PROVIDED PASSAGE —
— Start —

I'll reiterate what Jeff said again. Eclipse is a platform. It needs to be able to run on various things. The core pieces of Eclipse are extra sensitive to this effort. The same logic should be followed with UI bits and pieces. People have to get out of their head that Eclipse is just about being on the desktop where the Java technology tends to be bleeding edge. Eclipse technology runs on devices, servers, my BMW 7 series that I dreamed about last night, SKI LIFTS (where? do they have openings ;p) etc... things tend to be behind due to the constrained environments.

Eclipse has a very good story set out for itself if you can state that you can reuse components and skills across platforms. I dream of a world where an Eclipse plug-in developer can reuse his skills to create web applications, embedded applications, desktop applications and whatever other application platform is based on Eclipse.

Will Java change in the future? Sure (http://gizmodo.com/gadgets/cellphones/sun-scrapping-mobile-java-moving-devices-to-standard-java-313589.php). If e4 is componentized in a good way, we should be able to keep old bundles that run on older platforms while building new plug-ins that run on newer platforms. The challenging thing is going to be to decide how to componentize things in a environment sensitive way while not inhibiting innovation.

On Fri, Apr 18, 2008 at 1:00 AM, Walter Harley <eclipse@xxxxxxxxxxxxxx> wrote:
Additional costs of supporting old platforms include the additional testing and infrastructure hit.  Just avoiding use of Java 5 (or 6) features does not, of course, guarantee that an app will work on a 1.4 JRE; you need to actually test on that platform.  In 2010 or whenever e4 debuts, will we still want to dedicate significant resources to testing on Java 1.4?  Are we going to have enough test machines?  Will we actually work to fix bugs even if they are found?
 
Put it this way: if e4 were to ship in 2010, it should expect to be running first and foremost on Java 1.6, with strong support for Java 1.5 and with an awareness of Java 1.7.  Those platforms will certainly be 90%+ of the market at that point, as certain as any prediction about the future can be.  Can we afford to spend significant effort trying to ensure that an interesting subset of e4 runs on 1.4?  Or would that effort better be spent on something else, even that choice it loses some potential users?

— End —

GIVEN INSTRUCTION 1 — Translate this sentence from the Eclipse e4 discussion into Spanish: "Eclipse has a very good story set out for itself if you can state that you can reuse components and skills across platforms."
GIVEN INSTRUCTION 2 — Continue the email discussion about e4 and Java version support, starting after its last sentence.

ENTRIES —
— Start —

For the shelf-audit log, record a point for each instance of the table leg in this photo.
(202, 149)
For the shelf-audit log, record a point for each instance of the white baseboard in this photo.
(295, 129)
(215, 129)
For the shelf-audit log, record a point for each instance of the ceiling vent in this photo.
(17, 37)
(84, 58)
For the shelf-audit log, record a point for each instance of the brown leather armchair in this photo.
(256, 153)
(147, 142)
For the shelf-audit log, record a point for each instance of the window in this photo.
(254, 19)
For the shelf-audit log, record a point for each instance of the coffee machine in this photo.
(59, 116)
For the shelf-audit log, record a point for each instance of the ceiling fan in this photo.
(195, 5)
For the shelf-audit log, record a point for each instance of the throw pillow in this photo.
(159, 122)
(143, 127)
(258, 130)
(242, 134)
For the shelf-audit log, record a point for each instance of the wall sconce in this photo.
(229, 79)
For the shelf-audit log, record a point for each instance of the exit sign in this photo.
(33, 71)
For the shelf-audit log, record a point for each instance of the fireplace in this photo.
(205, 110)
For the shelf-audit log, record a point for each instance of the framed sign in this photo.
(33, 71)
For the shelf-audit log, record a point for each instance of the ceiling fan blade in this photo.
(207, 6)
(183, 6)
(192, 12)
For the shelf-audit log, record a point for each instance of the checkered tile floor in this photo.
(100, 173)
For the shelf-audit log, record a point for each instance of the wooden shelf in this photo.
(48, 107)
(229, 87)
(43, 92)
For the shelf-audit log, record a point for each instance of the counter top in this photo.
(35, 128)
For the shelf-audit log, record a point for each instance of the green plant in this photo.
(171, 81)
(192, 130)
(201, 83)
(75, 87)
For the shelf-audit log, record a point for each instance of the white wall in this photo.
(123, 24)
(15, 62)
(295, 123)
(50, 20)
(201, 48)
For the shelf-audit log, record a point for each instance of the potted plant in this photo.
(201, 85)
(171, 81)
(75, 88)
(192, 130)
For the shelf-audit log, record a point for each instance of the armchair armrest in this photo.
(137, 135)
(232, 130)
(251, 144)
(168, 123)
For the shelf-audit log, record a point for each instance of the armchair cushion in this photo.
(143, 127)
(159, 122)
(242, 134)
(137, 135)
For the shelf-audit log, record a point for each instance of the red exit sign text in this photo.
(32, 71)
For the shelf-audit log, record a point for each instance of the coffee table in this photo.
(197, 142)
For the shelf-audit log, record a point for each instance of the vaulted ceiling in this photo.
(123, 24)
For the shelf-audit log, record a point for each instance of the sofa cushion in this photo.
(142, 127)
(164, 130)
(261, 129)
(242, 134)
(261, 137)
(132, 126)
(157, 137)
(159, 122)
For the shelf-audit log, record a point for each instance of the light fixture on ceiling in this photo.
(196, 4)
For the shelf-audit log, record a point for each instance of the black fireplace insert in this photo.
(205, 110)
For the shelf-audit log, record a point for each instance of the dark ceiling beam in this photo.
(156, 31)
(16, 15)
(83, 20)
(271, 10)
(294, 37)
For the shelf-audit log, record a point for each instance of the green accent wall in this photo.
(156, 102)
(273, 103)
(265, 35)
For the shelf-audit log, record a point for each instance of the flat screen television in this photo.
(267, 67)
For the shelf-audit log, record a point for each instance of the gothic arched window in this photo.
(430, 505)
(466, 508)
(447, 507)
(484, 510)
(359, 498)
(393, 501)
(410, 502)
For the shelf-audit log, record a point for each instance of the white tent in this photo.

— End —

EXERCISE ANSWER 1 — Eclipse tiene una historia muy buena planteada para sí misma si se puede afirmar que es posible reutilizar componentes y habilidades entre plataformas.

EXERCISE ANSWER 2 —
 
ISTR there was a compile error recently because someone used a Java 1.4 language feature in a plug-in that needed to compile on 1.3.  It wasn't me but it could have been; I learned on Java 5 and have never even touched Java 1.3 or lower.  Three or four years from now (e4.2), will we be discouraging potential new developers, because of a requirement to support Java 1.4, a once-popular but dimly remembered platform?
 
Abstractly I like the philosophy of "Unless there is real value in consuming something, don't do it", but the reality is that the bulk of the industry does move on, leaving a long tail behind.  Serving that long tail is expensive and not always profitable.  (I worked for years at a mainframe terminal emulation company...)
 
This probably sounds like hyperbole, because right now Java 1.4 is still so mainstream that it's hard to imagine it feeling ancient.  But I don't think that will be true two years from now.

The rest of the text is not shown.